CAVANAUGH: And I just wanted to make the point, Saje said that she is trying to lead a healthy lifestyle. I suppose that would be one really strong way to try to defend against whatever – whatever is in the past.

KOSTY: Well, it's important for all of us, isn't it, to…

CAVANAUGH: All of us, yeah.

KOSTY: …lead a healthy lifestyle. I think the diet that most of us would assume is a good one, low fat, a high anti-oxidant diet, is good. Exercise, as Lydia pointed out earlier, is very, very important. And I think whether you're coming at it from a perspective of cancer or diabetes or just overall good health, I think it's important to lead an active lifestyle and avoid those things that we know puts you at risk.

CAVANAUGH: And, Judy, I'm wondering, do you live a healthier lifestyle now?

TURNER: I have to admit I don't.

CAVANAUGH: Oh, that's interesting.

TURNER: I was working out a lot. I just…


TURNER: …and I've got to join a new gym. I just cancelled my gym.


TURNER: In fact, I was just thinking that while Dr. Kosty was talking. I have got to get back to working out a lot.

CAVANAUGH: Don't we all?


CAVANAUGH: Let's take another call. Steve is in Solana Beach. Hi, Steve.

STEVE (Caller, Solana Beach): Yeah, good morning. Question with regard to cancer prevention or protection. I'm a chiropractor and I do a lot of functional medicine work and I've seen some good science supporting adequate vitamin D levels and reduced risk of particularly breast and colorectal cancer. I just wondered if the doctor could speak to that, please.

CAVANAUGH: Thank you, Steve.

KOSTY: That's absolutely correct. There are increasing amounts of evidence that certain vitamins and supplements may reduce the risk of particular types of cancer and, again, we get back to what we talked about early in the program, that cancer's not one disease, it's a multitude of diseases. So as the caller pointed out, that vitamin D has been correlated with breast cancer and colorectal cancer and may, in fact, be important in other tumor types, too. So these are an area of investigation that's really in evolution and I am struck in listening to the two patients here who have overcome their battles with cancer that technology is important but there are a lot of mind and mind/body interactions that are equally or perhaps more important and I think the goal of us who deal with cancer patients is really to combine high tech with high touch, if I can…


KOSTY: …and really find the combination that works well for an individual. And, again, just like cancer is a bunch of different diseases, each patient is different and so we have to really individualize care.

* [RECORDS SUPPLIED]
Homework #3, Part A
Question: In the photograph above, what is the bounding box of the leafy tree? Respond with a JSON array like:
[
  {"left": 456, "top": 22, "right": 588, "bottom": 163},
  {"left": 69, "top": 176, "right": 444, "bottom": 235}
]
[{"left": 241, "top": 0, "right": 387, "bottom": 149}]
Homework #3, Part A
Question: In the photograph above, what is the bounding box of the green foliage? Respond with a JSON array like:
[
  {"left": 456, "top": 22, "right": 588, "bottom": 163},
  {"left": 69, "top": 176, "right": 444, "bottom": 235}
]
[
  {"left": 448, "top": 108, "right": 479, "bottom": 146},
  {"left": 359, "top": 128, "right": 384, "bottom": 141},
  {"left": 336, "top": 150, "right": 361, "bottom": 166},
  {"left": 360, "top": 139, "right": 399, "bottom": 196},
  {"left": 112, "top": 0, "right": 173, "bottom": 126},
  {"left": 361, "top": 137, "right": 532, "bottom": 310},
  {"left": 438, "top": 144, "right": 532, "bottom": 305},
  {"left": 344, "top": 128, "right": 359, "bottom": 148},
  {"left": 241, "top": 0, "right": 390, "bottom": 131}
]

* [EXERCISE SET]
1 - List every speaker who has a line in the transcript.
2 - Reproduce the part of the transcript that begins at the words "TURNER: I was" and ends after "to that, please.".
The items come from a different source than the transcript.

* [OUTPUTS FOR THE TASKS]
1 - Cavanaugh, Kosty, Turner, Steve

2 -
TURNER: I was working out a lot. I just…


TURNER: …and I've got to join a new gym. I just cancelled my gym.


TURNER: In fact, I was just thinking that while Dr. Kosty was talking. I have got to get back to working out a lot.

CAVANAUGH: Don't we all?


CAVANAUGH: Let's take another call. Steve is in Solana Beach. Hi, Steve.

STEVE (Caller, Solana Beach): Yeah, good morning. Question with regard to cancer prevention or protection. I'm a chiropractor and I do a lot of functional medicine work and I've seen some good science supporting adequate vitamin D levels and reduced risk of particularly breast and colorectal cancer. I just wondered if the doctor could speak to that, please.